Dataset items:
○ ○ ○ ○

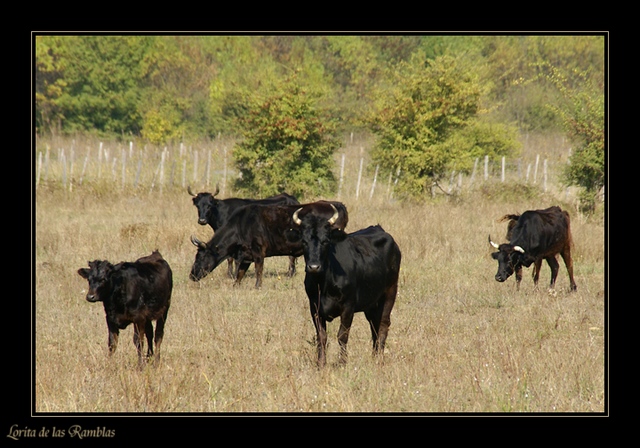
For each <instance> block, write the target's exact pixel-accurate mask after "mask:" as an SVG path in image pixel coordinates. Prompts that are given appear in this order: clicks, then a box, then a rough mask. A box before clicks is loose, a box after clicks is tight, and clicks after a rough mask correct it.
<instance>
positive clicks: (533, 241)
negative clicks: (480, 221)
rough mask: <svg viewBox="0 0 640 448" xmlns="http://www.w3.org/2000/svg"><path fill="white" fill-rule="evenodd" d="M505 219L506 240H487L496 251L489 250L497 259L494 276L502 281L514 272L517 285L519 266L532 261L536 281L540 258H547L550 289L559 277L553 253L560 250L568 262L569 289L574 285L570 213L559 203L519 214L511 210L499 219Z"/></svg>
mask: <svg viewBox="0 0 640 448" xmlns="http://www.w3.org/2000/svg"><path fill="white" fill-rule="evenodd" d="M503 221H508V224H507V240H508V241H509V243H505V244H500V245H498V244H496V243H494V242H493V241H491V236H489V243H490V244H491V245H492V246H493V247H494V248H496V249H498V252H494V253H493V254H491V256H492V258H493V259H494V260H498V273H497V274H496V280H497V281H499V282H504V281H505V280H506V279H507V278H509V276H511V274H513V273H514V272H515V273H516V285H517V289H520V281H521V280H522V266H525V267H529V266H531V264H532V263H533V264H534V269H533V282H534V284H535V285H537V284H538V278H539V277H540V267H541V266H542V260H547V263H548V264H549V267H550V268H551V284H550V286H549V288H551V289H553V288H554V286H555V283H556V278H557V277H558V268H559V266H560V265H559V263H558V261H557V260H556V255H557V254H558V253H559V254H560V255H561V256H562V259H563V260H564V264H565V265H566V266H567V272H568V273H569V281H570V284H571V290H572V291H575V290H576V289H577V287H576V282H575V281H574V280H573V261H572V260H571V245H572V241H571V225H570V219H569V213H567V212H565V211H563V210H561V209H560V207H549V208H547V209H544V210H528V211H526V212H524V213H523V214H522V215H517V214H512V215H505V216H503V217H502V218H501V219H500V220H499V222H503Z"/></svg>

○ ○ ○ ○

__WORK TASK__:
Recast the lines of the listing, from its start up to and including the line containing "negative clicks: (480, 221)", as a JSON list of strings with one string per line and blank lines omitted. Leave the pictures out of the answer.

__REPLY TO THE EXERCISE__:
[
  "For each <instance> block, write the target's exact pixel-accurate mask after \"mask:\" as an SVG path in image pixel coordinates. Prompts that are given appear in this order: clicks, then a box, then a rough mask. A box before clicks is loose, a box after clicks is tight, and clicks after a rough mask correct it.",
  "<instance>",
  "positive clicks: (533, 241)",
  "negative clicks: (480, 221)"
]